What is required:
Every line in the listing below that holds the word "slope" should be returned.

Provided entries:

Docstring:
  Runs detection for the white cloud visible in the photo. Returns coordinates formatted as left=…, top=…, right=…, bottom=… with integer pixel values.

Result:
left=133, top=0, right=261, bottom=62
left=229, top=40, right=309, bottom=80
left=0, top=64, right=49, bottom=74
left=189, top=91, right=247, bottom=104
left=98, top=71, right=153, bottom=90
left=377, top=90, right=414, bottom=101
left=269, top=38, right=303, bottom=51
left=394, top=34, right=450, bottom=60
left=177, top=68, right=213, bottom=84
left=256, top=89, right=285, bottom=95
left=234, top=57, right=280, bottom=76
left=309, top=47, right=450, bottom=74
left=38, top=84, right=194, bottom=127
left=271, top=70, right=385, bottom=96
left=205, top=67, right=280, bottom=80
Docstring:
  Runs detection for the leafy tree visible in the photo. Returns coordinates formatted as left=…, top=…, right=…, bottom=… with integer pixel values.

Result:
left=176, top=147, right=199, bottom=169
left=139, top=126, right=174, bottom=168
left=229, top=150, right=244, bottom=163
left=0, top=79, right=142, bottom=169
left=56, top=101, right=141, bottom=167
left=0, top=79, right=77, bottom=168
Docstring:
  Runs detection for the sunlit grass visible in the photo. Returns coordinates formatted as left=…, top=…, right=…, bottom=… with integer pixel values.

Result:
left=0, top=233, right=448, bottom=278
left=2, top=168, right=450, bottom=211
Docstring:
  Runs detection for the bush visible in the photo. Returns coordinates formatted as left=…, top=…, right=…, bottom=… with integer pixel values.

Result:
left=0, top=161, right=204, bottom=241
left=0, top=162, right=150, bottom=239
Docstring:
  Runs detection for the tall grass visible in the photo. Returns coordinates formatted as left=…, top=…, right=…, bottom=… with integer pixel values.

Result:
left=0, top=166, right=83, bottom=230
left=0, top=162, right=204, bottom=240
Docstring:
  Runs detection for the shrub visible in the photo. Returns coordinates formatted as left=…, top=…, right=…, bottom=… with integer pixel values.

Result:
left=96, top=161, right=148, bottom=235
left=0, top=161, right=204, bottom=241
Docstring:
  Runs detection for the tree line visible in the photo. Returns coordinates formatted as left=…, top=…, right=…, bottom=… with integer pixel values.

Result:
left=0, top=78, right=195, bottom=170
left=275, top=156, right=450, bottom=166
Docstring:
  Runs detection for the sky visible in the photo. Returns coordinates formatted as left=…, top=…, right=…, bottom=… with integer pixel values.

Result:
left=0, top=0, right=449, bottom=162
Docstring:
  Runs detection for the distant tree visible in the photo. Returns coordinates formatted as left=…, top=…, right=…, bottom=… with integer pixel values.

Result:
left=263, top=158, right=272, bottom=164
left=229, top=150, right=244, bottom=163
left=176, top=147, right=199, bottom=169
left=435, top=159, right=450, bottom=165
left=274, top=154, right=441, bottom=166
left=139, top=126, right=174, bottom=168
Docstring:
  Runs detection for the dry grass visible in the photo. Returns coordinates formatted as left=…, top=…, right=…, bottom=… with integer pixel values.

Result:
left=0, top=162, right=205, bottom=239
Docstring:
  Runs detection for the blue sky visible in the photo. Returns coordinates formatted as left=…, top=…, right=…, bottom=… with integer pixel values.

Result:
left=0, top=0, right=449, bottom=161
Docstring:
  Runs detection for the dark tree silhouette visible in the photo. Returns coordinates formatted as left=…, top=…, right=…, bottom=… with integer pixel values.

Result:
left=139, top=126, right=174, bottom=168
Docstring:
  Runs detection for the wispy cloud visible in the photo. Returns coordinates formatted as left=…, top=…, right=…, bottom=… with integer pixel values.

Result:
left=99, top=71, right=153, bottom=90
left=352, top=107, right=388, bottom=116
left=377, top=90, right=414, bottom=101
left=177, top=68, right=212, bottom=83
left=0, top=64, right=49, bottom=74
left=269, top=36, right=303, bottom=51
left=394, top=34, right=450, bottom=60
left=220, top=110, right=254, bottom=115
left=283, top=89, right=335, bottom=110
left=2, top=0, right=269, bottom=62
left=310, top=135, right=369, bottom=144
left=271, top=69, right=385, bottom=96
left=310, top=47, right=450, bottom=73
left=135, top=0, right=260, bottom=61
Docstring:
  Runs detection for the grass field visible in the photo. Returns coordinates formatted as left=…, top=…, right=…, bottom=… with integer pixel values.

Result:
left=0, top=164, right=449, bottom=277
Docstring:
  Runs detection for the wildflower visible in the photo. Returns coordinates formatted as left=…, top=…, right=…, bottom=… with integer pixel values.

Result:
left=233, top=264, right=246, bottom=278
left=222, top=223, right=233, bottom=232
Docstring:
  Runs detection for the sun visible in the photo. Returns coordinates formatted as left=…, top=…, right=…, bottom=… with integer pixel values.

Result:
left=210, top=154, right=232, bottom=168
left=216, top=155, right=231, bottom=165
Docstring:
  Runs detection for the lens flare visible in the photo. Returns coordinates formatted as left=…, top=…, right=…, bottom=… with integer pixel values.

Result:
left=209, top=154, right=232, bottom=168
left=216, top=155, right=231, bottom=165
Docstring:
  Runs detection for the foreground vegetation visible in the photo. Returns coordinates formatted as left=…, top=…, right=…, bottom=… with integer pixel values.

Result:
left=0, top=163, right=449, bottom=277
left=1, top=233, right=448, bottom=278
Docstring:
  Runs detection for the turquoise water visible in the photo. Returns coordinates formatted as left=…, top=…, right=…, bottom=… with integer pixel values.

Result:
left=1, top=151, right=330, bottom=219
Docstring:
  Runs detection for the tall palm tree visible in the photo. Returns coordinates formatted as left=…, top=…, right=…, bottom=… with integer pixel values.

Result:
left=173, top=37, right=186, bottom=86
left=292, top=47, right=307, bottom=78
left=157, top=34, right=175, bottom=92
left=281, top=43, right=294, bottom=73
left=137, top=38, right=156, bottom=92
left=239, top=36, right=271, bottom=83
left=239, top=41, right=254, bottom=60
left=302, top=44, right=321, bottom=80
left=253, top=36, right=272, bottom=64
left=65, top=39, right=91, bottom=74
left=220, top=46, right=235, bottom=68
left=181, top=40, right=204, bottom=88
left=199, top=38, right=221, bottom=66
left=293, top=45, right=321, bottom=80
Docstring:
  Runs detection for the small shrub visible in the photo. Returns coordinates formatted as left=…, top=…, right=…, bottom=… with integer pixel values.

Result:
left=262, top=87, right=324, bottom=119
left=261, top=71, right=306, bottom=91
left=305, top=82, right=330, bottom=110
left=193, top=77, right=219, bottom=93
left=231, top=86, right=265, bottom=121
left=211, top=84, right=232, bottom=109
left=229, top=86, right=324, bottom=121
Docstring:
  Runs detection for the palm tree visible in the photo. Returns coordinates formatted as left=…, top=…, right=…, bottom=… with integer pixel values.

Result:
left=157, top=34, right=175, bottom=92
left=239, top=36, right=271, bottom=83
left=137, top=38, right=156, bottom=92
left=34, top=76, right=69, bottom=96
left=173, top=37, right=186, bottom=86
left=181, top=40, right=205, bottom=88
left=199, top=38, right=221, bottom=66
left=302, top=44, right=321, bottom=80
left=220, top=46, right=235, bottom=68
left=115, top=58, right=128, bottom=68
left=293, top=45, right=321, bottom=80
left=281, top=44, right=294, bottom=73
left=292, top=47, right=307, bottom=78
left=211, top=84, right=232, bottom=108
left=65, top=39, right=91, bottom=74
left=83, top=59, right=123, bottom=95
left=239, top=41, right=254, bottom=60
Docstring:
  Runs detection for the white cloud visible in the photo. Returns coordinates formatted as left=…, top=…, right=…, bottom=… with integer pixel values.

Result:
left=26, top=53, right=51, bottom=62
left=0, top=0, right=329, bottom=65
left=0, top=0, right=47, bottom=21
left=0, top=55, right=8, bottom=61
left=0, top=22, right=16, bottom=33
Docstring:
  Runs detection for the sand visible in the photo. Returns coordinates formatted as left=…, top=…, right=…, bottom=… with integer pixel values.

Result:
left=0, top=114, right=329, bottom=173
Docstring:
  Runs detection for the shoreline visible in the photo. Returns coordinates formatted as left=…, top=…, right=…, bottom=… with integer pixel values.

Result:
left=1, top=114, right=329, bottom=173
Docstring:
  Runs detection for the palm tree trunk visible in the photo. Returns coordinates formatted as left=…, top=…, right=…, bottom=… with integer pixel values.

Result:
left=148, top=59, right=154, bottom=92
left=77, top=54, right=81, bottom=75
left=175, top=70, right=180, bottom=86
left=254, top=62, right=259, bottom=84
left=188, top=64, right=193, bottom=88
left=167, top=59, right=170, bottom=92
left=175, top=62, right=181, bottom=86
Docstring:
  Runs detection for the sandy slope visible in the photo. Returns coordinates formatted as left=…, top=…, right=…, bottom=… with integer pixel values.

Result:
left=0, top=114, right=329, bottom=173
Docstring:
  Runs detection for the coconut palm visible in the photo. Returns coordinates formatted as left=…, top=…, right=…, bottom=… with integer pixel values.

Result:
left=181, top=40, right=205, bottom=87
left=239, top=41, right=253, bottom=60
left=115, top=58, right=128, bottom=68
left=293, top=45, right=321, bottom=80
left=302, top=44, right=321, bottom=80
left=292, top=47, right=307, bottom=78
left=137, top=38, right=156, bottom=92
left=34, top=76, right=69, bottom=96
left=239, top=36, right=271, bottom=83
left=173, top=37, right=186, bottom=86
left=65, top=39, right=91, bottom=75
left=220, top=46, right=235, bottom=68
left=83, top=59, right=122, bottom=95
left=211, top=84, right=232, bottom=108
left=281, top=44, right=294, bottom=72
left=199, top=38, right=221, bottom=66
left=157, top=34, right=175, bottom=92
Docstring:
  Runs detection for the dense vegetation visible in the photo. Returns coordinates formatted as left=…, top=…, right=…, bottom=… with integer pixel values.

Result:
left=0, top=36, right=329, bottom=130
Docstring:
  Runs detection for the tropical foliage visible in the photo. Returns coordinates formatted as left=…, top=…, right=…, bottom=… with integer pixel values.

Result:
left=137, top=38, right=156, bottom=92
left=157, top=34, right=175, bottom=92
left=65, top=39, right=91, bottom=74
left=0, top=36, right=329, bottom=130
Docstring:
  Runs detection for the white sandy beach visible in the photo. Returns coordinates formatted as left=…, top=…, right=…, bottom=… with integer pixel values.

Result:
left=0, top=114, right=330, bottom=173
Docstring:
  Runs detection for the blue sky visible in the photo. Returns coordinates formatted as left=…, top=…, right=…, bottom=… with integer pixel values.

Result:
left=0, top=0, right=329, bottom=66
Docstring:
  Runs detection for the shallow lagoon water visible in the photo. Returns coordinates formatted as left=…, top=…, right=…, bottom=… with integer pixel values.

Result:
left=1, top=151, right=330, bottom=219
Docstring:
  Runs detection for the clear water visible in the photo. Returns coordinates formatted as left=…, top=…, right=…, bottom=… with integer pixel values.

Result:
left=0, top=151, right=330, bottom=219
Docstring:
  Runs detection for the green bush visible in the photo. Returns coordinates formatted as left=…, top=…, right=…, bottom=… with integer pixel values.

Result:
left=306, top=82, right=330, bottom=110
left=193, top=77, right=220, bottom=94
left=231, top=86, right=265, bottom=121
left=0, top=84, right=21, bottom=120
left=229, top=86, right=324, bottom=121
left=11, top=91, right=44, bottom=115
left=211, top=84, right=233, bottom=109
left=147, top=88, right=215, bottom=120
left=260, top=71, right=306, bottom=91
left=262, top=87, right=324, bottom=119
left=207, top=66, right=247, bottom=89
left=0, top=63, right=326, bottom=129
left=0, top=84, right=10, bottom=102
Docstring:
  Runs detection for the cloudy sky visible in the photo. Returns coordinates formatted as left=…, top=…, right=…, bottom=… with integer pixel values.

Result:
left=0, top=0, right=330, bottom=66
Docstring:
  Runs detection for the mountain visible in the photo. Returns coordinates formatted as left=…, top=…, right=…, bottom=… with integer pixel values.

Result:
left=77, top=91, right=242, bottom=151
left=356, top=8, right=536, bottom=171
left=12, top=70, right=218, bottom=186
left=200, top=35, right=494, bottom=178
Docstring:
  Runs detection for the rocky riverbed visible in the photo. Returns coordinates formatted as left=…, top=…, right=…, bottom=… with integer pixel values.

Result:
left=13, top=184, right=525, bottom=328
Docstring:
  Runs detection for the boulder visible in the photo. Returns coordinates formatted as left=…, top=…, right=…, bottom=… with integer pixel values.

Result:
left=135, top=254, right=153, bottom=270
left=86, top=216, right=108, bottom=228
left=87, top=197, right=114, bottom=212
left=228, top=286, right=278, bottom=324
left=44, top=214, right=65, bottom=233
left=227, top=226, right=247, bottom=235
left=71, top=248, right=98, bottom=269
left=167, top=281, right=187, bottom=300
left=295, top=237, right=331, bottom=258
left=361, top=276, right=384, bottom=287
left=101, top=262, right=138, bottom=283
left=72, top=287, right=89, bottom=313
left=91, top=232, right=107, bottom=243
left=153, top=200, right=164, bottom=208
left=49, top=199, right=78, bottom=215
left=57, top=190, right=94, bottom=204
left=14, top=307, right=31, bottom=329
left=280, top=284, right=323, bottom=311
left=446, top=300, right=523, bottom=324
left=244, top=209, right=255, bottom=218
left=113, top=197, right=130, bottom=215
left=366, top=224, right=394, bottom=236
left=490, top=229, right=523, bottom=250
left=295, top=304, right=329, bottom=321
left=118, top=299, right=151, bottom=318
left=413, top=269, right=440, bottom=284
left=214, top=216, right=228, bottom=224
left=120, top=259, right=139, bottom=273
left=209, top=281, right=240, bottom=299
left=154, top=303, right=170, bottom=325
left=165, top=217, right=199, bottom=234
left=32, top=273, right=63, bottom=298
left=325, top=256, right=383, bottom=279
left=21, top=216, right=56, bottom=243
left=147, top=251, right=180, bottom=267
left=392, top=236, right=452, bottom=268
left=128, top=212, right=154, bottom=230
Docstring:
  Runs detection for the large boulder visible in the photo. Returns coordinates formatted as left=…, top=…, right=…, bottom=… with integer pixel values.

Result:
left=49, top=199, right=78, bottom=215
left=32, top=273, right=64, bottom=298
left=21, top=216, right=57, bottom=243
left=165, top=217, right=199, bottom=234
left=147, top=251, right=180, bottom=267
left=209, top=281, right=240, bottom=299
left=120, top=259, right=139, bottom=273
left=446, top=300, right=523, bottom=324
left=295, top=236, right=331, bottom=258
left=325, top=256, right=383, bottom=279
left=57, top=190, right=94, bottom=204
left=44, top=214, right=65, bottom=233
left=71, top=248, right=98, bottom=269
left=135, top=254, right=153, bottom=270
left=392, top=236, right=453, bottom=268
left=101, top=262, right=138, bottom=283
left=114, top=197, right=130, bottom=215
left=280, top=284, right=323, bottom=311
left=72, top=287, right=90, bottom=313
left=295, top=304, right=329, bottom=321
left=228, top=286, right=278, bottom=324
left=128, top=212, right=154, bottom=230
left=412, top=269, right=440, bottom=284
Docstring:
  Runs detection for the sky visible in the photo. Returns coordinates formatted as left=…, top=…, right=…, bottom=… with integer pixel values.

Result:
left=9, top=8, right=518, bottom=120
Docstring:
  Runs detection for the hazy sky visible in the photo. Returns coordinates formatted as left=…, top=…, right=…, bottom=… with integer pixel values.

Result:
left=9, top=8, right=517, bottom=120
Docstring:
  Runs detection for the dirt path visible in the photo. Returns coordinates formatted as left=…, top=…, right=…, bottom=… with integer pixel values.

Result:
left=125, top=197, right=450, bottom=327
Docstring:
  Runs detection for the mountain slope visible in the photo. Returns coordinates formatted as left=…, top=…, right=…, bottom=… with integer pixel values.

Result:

Exercise result:
  Runs detection for the sandy slope visible in the photo. Returns coordinates formatted as left=…, top=…, right=…, bottom=… with integer pixel values.
  Runs detection for the mountain slope visible in the photo. Returns coordinates formatted as left=…, top=…, right=…, bottom=… with integer pixel values.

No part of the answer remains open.